__TEXT TO READ__
--------------------------------
1605. Find Valid Matrix Given Row and Column Sums

1605. Find Valid Matrix Given Row and Column Sums

Problem Statement

You are given two arrays rowSum and colSum of non-negative integers where rowSum[i] is the sum of the elements in the i-th row and colSum[j] is the sum of the elements in the j-th column of a 2D matrix. In other words, you do not know the elements of the matrix, but you do know the sums of each row and column.

Find any non-negative integer matrix of size rowSum.length x colSum.length that satisfies the rowSum and colSum requirements.

Return a 2D array representing any matrix that fulfills the requirements. It’s guaranteed that at least one matrix that fulfills the requirements exists.

Examples

Example 1:

Input: rowSum = [3,8], colSum = [4,7]
Output: [[3,0],
         [1,7]]
Explanation:
0th row: 3 + 0 = 3 == rowSum[0]
1st row: 1 + 7 = 8 == rowSum[1]
0th column: 3 + 1 = 4 == colSum[0]
1st column: 0 + 7 = 7 == colSum[1]
The matrix is valid.

Example 2:

Input: rowSum = [5,7,10], colSum = [8,6,8]
Output: [[5,0,0],
         [3,4,0],
         [0,2,8]]

Example 3:

Input: rowSum = [14,9], colSum = [6,9,8]
Output: [[6,8,0],
         [0,1,8]]

Constraints

• 1 <= rowSum.length, colSum.length <= 500
• 0 <= rowSum[i], colSum[j] <= 10^8
• sum(rowSum) == sum(colSum)
--------------------------------
__DATASET__

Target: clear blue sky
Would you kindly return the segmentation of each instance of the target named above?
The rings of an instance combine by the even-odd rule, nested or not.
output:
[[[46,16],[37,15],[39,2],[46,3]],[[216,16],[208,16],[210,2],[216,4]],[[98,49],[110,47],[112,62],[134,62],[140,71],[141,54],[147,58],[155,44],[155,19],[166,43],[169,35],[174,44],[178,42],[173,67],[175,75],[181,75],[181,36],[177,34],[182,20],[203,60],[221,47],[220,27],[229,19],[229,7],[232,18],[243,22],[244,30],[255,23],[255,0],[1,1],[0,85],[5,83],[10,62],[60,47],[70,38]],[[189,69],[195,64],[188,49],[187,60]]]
--------------------------------
__WRITTEN TASK 1__
List every constraint given in the matrix problem text.
__WRITTEN TASK 2__
Go on with the text about finding a valid matrix from row and column sums, starting after its last line.

__ANSWER 1__
1 <= rowSum.length, colSum.length <= 500
0 <= rowSum[i], colSum[j] <= 10^8
sum(rowSum) == sum(colSum)

__ANSWER 2__
Clarification Questions

Before diving into the solution, here are 5 important clarifications and assumptions to discuss during an interview:

1. Matrix construction: What are the constraints for matrix values? (Assumption: All values must be non-negative integers - cannot have negative values)

2. Sum matching: Must row and column sums match exactly? (Assumption: Yes - sum of each row must equal rowSum[i], sum of each column must equal colSum[j])

3. Matrix uniqueness: Is there a unique solution? (Assumption: No - multiple valid matrices exist, return any valid one)

4. Matrix size: What is the matrix size? (Assumption: m x n where m = rowSum.length, n = colSum.length)

5. Return format: What should we return? (Assumption: Any valid matrix - 2D array satisfying row and column sum constraints)

Interview Deduction Process (20 minutes)

Step 1: Brute-Force Approach (5 minutes)

Initial Thought: “I need to construct matrix. Let me try all possible values for each cell.”

Naive Solution: Try all possible values for each matrix cell, check if row and column sums match.

Complexity: Exponential time, O(m × n) space

Issues:

• Exponential time complexity
• Tries many invalid matrices
• Very inefficient
• Doesn’t leverage greedy property

Step 2: Semi-Optimized Approach (7 minutes)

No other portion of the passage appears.